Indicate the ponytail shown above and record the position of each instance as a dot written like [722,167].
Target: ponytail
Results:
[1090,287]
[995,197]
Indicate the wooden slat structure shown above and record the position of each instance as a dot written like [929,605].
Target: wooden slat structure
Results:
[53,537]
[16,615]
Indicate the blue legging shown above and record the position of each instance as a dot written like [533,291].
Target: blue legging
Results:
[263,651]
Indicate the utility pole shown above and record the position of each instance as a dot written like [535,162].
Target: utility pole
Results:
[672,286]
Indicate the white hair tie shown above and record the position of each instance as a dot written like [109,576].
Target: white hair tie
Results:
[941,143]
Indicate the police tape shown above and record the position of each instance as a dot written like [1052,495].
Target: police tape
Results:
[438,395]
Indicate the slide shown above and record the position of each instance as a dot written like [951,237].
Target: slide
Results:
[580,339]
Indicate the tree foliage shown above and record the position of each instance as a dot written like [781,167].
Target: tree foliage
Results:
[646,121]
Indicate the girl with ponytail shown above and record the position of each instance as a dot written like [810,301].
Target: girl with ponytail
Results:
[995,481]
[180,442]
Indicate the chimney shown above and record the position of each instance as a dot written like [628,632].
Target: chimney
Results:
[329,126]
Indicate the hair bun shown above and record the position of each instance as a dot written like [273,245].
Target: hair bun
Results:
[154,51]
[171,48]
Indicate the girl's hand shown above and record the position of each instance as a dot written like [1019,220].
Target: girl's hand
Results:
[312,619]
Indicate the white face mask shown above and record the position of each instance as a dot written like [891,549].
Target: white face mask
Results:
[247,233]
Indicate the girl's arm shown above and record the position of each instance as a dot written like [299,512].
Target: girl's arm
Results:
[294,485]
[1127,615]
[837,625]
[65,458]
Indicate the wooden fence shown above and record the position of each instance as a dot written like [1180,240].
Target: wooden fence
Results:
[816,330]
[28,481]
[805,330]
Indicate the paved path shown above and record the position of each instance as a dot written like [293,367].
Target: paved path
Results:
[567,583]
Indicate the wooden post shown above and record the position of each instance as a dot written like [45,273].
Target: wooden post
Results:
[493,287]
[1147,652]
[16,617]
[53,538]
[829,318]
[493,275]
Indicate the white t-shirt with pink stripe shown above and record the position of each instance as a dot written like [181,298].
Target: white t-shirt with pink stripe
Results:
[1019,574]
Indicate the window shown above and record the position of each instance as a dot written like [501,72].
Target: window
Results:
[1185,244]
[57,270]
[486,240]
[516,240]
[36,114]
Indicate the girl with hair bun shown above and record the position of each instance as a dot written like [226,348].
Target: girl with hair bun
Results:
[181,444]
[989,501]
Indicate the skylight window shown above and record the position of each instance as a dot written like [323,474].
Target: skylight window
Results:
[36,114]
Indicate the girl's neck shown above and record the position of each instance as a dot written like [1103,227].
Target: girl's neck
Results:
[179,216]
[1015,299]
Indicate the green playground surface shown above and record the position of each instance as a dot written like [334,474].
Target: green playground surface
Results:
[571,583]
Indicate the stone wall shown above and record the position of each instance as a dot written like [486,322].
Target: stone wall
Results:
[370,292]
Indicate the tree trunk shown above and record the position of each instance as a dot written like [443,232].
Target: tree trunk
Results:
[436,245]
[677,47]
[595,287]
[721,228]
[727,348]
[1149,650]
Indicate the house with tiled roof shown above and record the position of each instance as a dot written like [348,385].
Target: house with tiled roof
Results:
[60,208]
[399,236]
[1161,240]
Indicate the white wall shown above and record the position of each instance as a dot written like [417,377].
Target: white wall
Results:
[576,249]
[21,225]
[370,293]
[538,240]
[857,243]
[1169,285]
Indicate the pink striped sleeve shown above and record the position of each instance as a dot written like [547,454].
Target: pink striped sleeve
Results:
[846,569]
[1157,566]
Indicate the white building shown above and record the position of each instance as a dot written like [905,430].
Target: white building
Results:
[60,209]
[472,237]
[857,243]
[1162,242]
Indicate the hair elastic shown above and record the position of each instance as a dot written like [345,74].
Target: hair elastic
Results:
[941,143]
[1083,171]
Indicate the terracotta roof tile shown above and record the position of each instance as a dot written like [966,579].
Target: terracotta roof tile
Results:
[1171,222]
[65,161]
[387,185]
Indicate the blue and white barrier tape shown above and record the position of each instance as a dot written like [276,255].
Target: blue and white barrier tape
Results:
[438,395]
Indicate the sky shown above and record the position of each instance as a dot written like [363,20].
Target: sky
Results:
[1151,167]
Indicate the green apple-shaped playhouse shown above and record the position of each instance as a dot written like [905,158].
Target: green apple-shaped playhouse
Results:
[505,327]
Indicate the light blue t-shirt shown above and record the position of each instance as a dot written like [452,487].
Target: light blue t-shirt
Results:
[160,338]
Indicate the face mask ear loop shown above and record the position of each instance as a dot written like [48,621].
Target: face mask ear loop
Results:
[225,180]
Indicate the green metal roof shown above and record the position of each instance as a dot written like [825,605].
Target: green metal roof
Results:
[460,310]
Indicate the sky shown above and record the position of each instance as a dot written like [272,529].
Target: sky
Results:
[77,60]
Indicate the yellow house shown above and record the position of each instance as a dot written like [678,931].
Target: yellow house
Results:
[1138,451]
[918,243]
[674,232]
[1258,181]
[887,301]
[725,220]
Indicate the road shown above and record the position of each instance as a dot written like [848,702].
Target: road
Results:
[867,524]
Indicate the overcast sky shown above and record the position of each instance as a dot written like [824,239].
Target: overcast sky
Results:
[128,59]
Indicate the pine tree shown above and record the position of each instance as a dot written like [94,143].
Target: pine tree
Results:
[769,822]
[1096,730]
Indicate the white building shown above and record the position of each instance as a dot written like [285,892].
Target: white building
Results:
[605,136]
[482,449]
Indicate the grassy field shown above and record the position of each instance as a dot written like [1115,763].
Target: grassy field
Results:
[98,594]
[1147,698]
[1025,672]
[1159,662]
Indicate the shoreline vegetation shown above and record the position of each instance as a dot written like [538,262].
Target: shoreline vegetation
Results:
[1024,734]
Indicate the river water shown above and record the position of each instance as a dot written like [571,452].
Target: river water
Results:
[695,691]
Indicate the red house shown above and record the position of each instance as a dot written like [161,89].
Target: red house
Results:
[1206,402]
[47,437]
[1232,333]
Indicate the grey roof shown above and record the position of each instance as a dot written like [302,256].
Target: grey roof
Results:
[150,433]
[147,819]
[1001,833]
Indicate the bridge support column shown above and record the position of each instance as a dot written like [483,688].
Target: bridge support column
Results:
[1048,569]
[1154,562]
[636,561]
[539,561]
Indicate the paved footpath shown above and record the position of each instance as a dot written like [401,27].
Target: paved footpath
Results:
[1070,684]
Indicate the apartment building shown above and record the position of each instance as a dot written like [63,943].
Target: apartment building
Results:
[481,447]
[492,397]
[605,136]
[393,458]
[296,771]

Stated goal >>
Starting at the line that contains "Indicate the apartment" and ending at the last line, rewrite these lines with "apartment building" changed to "residential building" and everything else left as it is.

Answer to the exercise >>
Indicate the residential building shown above and record the position of each instance as a dot written like [63,943].
Target: residential building
Results:
[481,447]
[492,397]
[605,136]
[393,458]
[296,771]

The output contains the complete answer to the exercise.